YOUR GOAL.
Print word for word the part of the Close the Gap report article starting with "The meeting coincided" and going on through "on Bidjigal Land.".

TEXT TO READ.
Introduction by Croakey: High level talks have been underway in Adelaide on details for the Voice referendum on embedding an Aboriginal and Torres Strait Islander Voice in the Australian Constitution.
Rejecting reports of an impasse on the wording of the referendum question at the Referendum Working Group group meeting, Minister for Indigenous Australians Linda Burney said she wanted to make it “extraordinarily clear” there was no division and the finalised wording was “so close”.
The meeting coincided with the launch of the 2023 Close the Gap report which, as Marie McInerney reports below, is focused on young people and the cultural determinants of health.
Strong support for the Voice was expressed in the report and at the launch. Croakey will feature, in a separate article, the keynote address by Bridget Cama, a Wiradjuri woman and Co-Chair of the Uluru Youth Dialogue, who said the referendum looms as “the most significant legal reform at the front of our national agenda right now”.
Marie McInerney writes:
The 14th annual Close the Gap Campaign report, titled Strong Culture, Strong Youth: Our Legacy, Our Future, was released on Thursday, at a special launch event in La Perouse in Sydney on Bidjigal Land.
As with the previous few years, the report is not aimed as a direct response to the Federal Government’s latest reports on Closing the Gap targets as these reports once were.
Instead, it takes a strengths-based approach to show “how Indigenous ways of knowing, being and doing are central to improving health outcomes”, write Close the Gap Campaign chairs June Oscar and Karl Briscoe in the report’s foreword.
“These are the principles we showcase again in this report because, in the face of painfully slow progress, it has been Aboriginal and Torres Strait Islander leadership, innovation and creativity that has pushed boundaries and created opportunities for the community-controlled sectors to flourish,” they said.
As well as making recommendations for structural reform, the report features eight case studies spanning the creative arts, mentoring, justice reinvestment, climate activism, LGBTQ+SB rights, language innovations, suicide prevention, and the structural reform of mental health services.
The case studies showcase “the essential role of Aboriginal and Torres Strait Islander led decision-making and self-determination in shaping a vision of health and well-being, built upon a strong cultural foundation”, Oscar and Briscoe write.

DATA LISTING.

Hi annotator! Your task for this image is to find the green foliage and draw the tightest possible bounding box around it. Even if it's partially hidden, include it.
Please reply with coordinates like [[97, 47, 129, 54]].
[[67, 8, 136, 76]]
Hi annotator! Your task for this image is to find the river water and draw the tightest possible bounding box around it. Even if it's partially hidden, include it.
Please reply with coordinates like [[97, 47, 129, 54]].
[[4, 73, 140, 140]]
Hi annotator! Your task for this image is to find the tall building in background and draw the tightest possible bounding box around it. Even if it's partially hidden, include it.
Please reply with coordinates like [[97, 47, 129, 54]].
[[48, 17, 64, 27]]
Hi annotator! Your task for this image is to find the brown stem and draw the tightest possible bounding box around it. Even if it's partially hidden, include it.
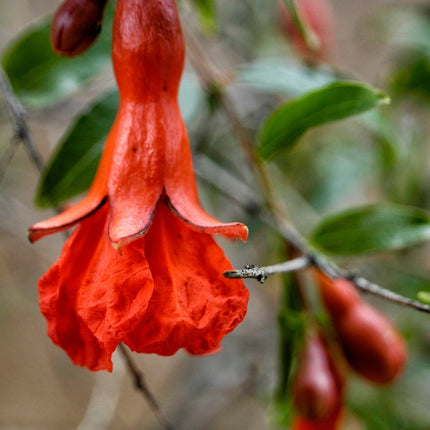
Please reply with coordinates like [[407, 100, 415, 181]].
[[118, 343, 173, 430]]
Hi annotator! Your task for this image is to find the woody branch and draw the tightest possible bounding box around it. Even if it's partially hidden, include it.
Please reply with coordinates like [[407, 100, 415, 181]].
[[185, 28, 430, 313]]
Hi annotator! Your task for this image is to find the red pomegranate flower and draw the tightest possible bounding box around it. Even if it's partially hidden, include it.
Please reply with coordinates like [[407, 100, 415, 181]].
[[29, 0, 248, 370]]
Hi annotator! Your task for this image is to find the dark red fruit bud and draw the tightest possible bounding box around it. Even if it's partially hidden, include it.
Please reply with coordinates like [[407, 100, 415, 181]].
[[318, 273, 407, 384], [293, 334, 343, 421], [291, 411, 342, 430], [51, 0, 107, 57]]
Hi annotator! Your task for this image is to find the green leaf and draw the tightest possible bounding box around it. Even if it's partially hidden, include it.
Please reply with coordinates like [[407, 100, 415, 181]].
[[36, 91, 119, 207], [259, 81, 389, 159], [36, 75, 203, 207], [311, 204, 430, 255], [234, 58, 336, 96], [194, 0, 216, 31], [2, 2, 114, 106]]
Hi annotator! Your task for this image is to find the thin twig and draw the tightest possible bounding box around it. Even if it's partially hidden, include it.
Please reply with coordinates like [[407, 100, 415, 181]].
[[118, 343, 173, 430], [196, 156, 430, 313], [224, 256, 312, 284], [0, 67, 43, 172]]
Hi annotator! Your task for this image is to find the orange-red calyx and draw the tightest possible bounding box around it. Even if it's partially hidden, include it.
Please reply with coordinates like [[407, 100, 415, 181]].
[[29, 0, 248, 370]]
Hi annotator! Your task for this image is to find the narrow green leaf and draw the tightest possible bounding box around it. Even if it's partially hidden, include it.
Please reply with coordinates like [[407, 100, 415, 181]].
[[2, 2, 114, 106], [36, 91, 119, 207], [259, 81, 389, 159], [194, 0, 216, 31], [283, 0, 321, 50], [311, 204, 430, 255], [36, 75, 203, 207]]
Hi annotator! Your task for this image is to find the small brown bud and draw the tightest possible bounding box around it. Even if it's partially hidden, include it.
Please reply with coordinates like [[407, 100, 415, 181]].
[[51, 0, 107, 57]]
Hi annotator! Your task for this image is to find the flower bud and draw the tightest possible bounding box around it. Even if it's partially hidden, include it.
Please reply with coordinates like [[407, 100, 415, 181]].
[[293, 334, 343, 421], [291, 411, 342, 430], [318, 273, 407, 384], [335, 302, 407, 384], [278, 0, 335, 61], [317, 271, 362, 319], [51, 0, 107, 57]]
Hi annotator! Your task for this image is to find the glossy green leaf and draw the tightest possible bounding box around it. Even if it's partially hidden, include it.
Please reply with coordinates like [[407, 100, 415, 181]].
[[311, 204, 430, 255], [2, 2, 114, 106], [259, 81, 389, 159], [36, 75, 203, 207], [194, 0, 216, 30], [391, 52, 430, 100], [234, 58, 336, 96]]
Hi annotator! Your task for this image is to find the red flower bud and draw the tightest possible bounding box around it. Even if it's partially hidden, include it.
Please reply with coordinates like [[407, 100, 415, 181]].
[[51, 0, 107, 57], [336, 302, 407, 384], [291, 412, 342, 430], [278, 0, 335, 61], [293, 335, 343, 421], [318, 273, 407, 384]]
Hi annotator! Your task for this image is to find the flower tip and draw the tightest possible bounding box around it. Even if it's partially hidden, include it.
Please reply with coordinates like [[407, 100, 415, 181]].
[[240, 224, 249, 242]]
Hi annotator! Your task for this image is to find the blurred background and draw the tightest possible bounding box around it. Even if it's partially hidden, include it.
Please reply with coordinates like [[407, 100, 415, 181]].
[[0, 0, 430, 430]]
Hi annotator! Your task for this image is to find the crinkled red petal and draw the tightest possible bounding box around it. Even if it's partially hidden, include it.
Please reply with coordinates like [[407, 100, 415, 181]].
[[124, 202, 248, 355], [28, 193, 106, 242], [109, 100, 167, 246], [38, 204, 116, 371], [39, 204, 153, 370], [76, 226, 154, 343]]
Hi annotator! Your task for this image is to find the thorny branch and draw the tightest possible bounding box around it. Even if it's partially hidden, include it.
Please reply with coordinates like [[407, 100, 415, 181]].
[[0, 67, 173, 430], [185, 24, 430, 313], [224, 256, 312, 284]]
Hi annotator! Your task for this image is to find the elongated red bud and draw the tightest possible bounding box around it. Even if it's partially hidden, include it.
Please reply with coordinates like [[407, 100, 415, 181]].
[[293, 334, 343, 421], [335, 302, 407, 384], [51, 0, 107, 57], [278, 0, 335, 61], [318, 273, 407, 384]]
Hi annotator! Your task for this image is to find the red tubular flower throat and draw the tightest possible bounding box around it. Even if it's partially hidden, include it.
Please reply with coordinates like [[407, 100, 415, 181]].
[[30, 0, 248, 370]]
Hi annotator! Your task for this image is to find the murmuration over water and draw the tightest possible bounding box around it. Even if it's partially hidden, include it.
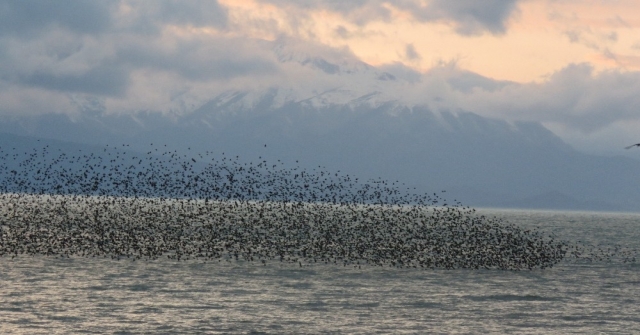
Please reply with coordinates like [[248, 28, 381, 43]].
[[0, 144, 624, 270]]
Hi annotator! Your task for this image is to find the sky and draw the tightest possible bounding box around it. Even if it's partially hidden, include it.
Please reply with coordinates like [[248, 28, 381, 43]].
[[0, 0, 640, 155]]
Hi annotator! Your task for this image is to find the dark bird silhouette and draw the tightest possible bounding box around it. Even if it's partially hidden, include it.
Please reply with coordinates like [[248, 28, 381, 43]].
[[625, 143, 640, 149]]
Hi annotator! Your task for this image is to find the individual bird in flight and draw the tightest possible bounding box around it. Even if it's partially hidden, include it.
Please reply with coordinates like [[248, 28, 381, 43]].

COMPLETE RESPONSE.
The meeting coincided with the launch of the 2023 Close the Gap report which, as Marie McInerney reports below, is focused on young people and the cultural determinants of health.
Strong support for the Voice was expressed in the report and at the launch. Croakey will feature, in a separate article, the keynote address by Bridget Cama, a Wiradjuri woman and Co-Chair of the Uluru Youth Dialogue, who said the referendum looms as “the most significant legal reform at the front of our national agenda right now”.
Marie McInerney writes:
The 14th annual Close the Gap Campaign report, titled Strong Culture, Strong Youth: Our Legacy, Our Future, was released on Thursday, at a special launch event in La Perouse in Sydney on Bidjigal Land.